STATED GOAL -
Turn the listing below into a numbered list with one line per item, skipping blank lines and leaving out the pictures.

╭──

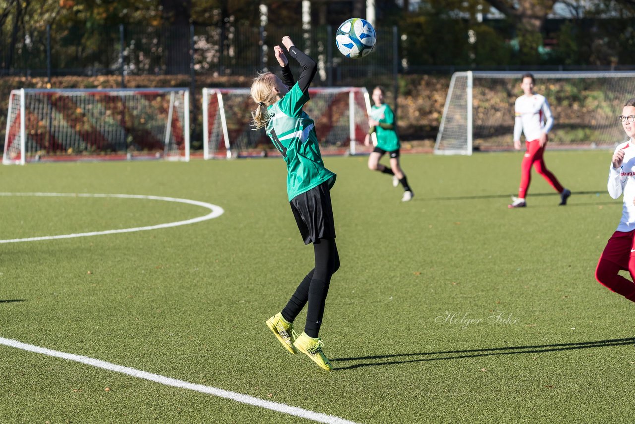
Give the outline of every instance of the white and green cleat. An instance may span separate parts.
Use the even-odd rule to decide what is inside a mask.
[[[331,363],[328,362],[328,359],[326,358],[322,350],[324,343],[322,342],[321,339],[309,337],[307,333],[303,331],[302,334],[295,339],[293,345],[298,350],[311,358],[323,369],[326,369],[327,371],[333,369]]]
[[[275,315],[267,320],[267,326],[273,332],[277,339],[280,341],[284,348],[295,355],[295,348],[293,342],[298,337],[298,334],[293,331],[293,323],[287,322],[282,317],[282,313],[278,312]]]

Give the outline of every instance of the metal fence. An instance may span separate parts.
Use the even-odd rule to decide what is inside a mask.
[[[396,27],[377,28],[373,54],[349,59],[337,51],[337,29],[117,26],[47,27],[0,41],[0,76],[54,77],[121,75],[253,76],[277,65],[273,47],[288,35],[319,65],[314,85],[392,77],[398,70]],[[293,61],[292,61],[293,62]]]

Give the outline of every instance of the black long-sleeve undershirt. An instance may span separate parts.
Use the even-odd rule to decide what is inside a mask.
[[[313,77],[315,76],[316,72],[318,72],[318,64],[295,46],[291,46],[291,48],[289,49],[289,54],[291,55],[291,57],[297,60],[298,63],[302,67],[302,71],[300,73],[300,78],[298,78],[298,86],[302,90],[303,93],[306,93],[309,89],[309,86],[311,85],[311,81],[313,81]],[[283,83],[285,85],[289,87],[290,89],[293,86],[293,76],[291,73],[291,69],[289,68],[288,64],[283,67],[282,76]],[[291,82],[291,84],[288,84],[288,82]]]

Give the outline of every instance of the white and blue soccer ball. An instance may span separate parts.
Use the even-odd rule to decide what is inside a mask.
[[[346,57],[359,59],[375,47],[377,39],[373,25],[360,18],[351,18],[344,22],[335,33],[335,44]]]

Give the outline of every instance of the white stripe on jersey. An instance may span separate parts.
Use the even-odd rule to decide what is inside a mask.
[[[543,95],[534,94],[529,97],[522,95],[516,99],[514,109],[514,140],[520,140],[520,135],[523,132],[525,132],[527,141],[535,140],[540,137],[543,132],[549,132],[553,126],[551,109]]]
[[[613,163],[609,165],[608,183],[606,188],[611,197],[617,199],[624,194],[624,207],[622,208],[622,219],[617,226],[617,231],[625,233],[635,229],[635,140],[631,139],[622,143],[615,149],[615,152],[624,151],[624,160],[622,166],[615,169]],[[613,153],[615,154],[615,153]]]
[[[304,128],[302,131],[294,131],[293,132],[290,133],[286,135],[279,137],[278,140],[282,141],[283,140],[288,140],[289,139],[297,137],[300,139],[300,142],[304,144],[304,142],[306,141],[307,139],[309,137],[309,133],[310,133],[312,129],[313,124],[311,124],[309,127]]]

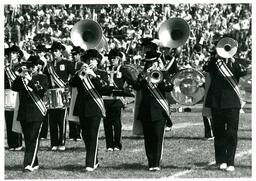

╰──

SOLUTION BELOW -
1. Give the outline of every instance of the white and green cleat. An instance may span separate parts.
2. Use the even-odd rule to decide what is inside a mask.
3. [[[331,363],[328,362],[328,359],[326,358],[322,350],[324,343],[322,342],[321,339],[309,337],[307,333],[303,331],[302,334],[295,339],[293,345],[298,350],[311,358],[323,369],[326,369],[327,371],[333,369]]]
4. [[[275,315],[267,320],[267,326],[273,332],[277,339],[280,341],[284,348],[295,355],[295,348],[293,342],[298,337],[298,334],[293,331],[293,323],[287,322],[282,317],[282,313],[278,312]]]
5. Give the outline of every instance of the metal fence. An instance may span separate parts.
6. Use the even-odd rule to decide what is inside a mask.
7. [[[396,27],[377,28],[373,54],[349,59],[337,51],[337,29],[117,26],[47,27],[0,41],[0,76],[54,77],[121,75],[253,76],[277,65],[273,47],[288,35],[319,65],[314,85],[392,77],[398,70]],[[293,61],[292,61],[293,62]]]
8. Give the outline of every instance of the black long-sleeve undershirt. An instance may span separate parts.
9. Use the even-odd rule to decide what is inside a mask.
10. [[[313,77],[315,76],[316,72],[318,72],[318,64],[295,46],[291,46],[291,48],[289,49],[289,54],[291,55],[291,57],[297,60],[298,63],[302,67],[302,71],[300,73],[300,78],[298,78],[298,86],[302,90],[303,93],[306,93],[309,89],[309,86],[311,85],[311,81],[313,81]],[[283,83],[285,85],[289,87],[290,89],[293,86],[293,76],[291,73],[291,69],[289,68],[288,64],[283,67],[282,76]],[[291,82],[291,84],[288,84],[288,82]]]
11. Give the outline of every instance of the white and blue soccer ball. An instance may span separate parts.
12. Use the even-odd rule to decide what is inside a mask.
13. [[[346,57],[359,59],[375,47],[377,39],[373,25],[360,18],[351,18],[344,22],[335,33],[335,44]]]
14. Give the outline of every instance of the white stripe on jersey. An instance may span separate parts.
15. Use the even-odd rule to decide what is inside a mask.
16. [[[543,95],[534,94],[529,97],[522,95],[516,99],[514,109],[514,140],[520,140],[520,135],[523,132],[525,132],[527,141],[535,140],[540,137],[543,132],[549,132],[553,126],[551,109]]]
17. [[[613,163],[609,165],[608,183],[606,188],[611,197],[617,199],[624,194],[624,207],[622,208],[622,219],[617,226],[617,231],[625,233],[635,229],[635,140],[631,139],[622,143],[615,149],[615,152],[624,151],[624,160],[622,166],[615,169]],[[613,153],[615,154],[615,153]]]
18. [[[304,128],[302,131],[294,131],[293,132],[290,133],[286,135],[279,137],[278,140],[282,141],[283,140],[288,140],[289,139],[297,137],[300,139],[300,142],[304,144],[304,142],[306,141],[307,139],[309,137],[309,133],[310,133],[312,129],[313,124],[311,124],[309,127]]]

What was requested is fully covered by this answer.